The stakes reach back billions of years, too. A study on the two dark comet populations suggested some of these objects could be carriers of volatile material to the early Earth, tying a modern tracking puzzle to the much older question of where the planet’s water came from.
Bigger Telescopes Are About to Flood This List
1998 SH2 got lucky. Astronomers had a close pass, clear skies, and three of the planet’s best telescopes lined up at once. Most dark comet candidates never get that opportunity, which is why NASA is building hardware specifically designed to remove luck from the equation.
During a preview run last summer, Rubin’s cameras picked out previously unknown asteroids faster than any ground survey in history, a small taste of what its decade-long sky survey is built to do. The observatory’s own projections point to a mountain of near-Earth objects still sitting undetected, exactly the kind of quiet backlog where more dark comets are likely hiding.
NASA is building a second, complementary tool aimed at the same blind spot. NEO Surveyor, an infrared telescope scheduled for launch no earlier than September 2027, will read heat instead of reflected sunlight, a method built to catch asteroids and comets too dark for ordinary cameras to register.
- 2,100-plus new asteroids, seven of them near-Earth objects, turned up in just seven nights during Rubin’s mid-2025 preview run
- 100,000 near-Earth objects remain undetected by Rubin’s own estimate
- Two-thirds of near-Earth objects over 140 meters wide are NEO Surveyor’s five-year target once it reaches its Sun-Earth outpost
For now, 1998 SH2 carries two designations at once, asteroid and comet, and NASA expects it will not be the last object that needs both.
Frequently Asked Questions
What’s the Difference Between a Comet and an Asteroid?
Comets are icy bodies that typically formed in the colder outer solar system, where ice stays frozen, while asteroids are rockier and hold little to no ice. Comets originally formed in the chillier outer solar system where ice is more stable, and as their orbits swing closer to the Sun, that ice rapidly turns to gas and drags dust along with it, building the coma and tail people recognize. Asteroids, lacking that ice, simply do not do this.
Does 1998 SH2 Pose Any Risk to Earth?
No. NASA says the object passed safely about 3 million kilometers away in August 2025, roughly eight times the distance between Earth and the Moon. Nothing in the new study changes that safety assessment; it only changes what astronomers call the object.
How Rare Are Confirmed Dark Comets?
Extremely rare, and even harder to confirm outright. Dark comets remain a tiny fraction of the near-Earth object catalog: the Minor Planet Center alone tracks the orbits of some 38,000 known near-Earth objects, director Matthew Payne told a congressional hearing in May 2025. 1998 SH2 is one of the few backed by an actual image of its tail, rather than orbital math alone.
Why Wasn’t 1998 SH2’s Comet Activity Obvious From the Start?
Because the outgassing was too weak to register on routine equipment. Ordinary comets throw off enough gas and dust to build a bright coma and tail visible to standard sky surveys. Objects like 1998 SH2 release so little material that the activity stays below the detection threshold of all but the largest instruments, which is why it took an 8.2-meter telescope like the VLT, trained on the object during its closest approach, to catch the faint tail at all.
What Is a Dark Asteroid, and How Is It Different From a Dark Comet?
The two terms describe different problems. A dark asteroid simply has low reflectivity and is hard to spot in visible light no matter how it moves. A dark comet, like 1998 SH2 until 2025, behaves gravitationally like an active comet but shows no visible coma or tail. NASA’s incoming NEO Surveyor is built to catch both categories at once, capable of detecting both bright and dark asteroids by reading infrared heat instead of reflected sunlight.

• Input records:
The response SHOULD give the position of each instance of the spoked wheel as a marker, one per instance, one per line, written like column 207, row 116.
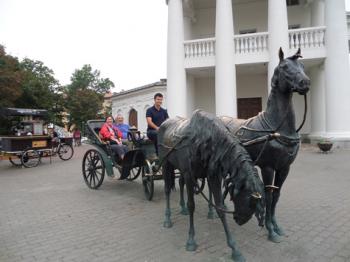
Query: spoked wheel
column 65, row 152
column 134, row 173
column 30, row 158
column 16, row 161
column 147, row 181
column 93, row 169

• Given task A: In the text on dark comets, when is NEO Surveyor scheduled to launch?
• Given task B: Please quote the records from their first line up to and including the line with "column 16, row 161", leaving out the pictures.
The text and the records have no connection to each other.

• Final answer A: No earlier than September 2027.

• Final answer B:
The response SHOULD give the position of each instance of the spoked wheel as a marker, one per instance, one per line, written like column 207, row 116.
Query: spoked wheel
column 65, row 152
column 134, row 173
column 30, row 158
column 16, row 161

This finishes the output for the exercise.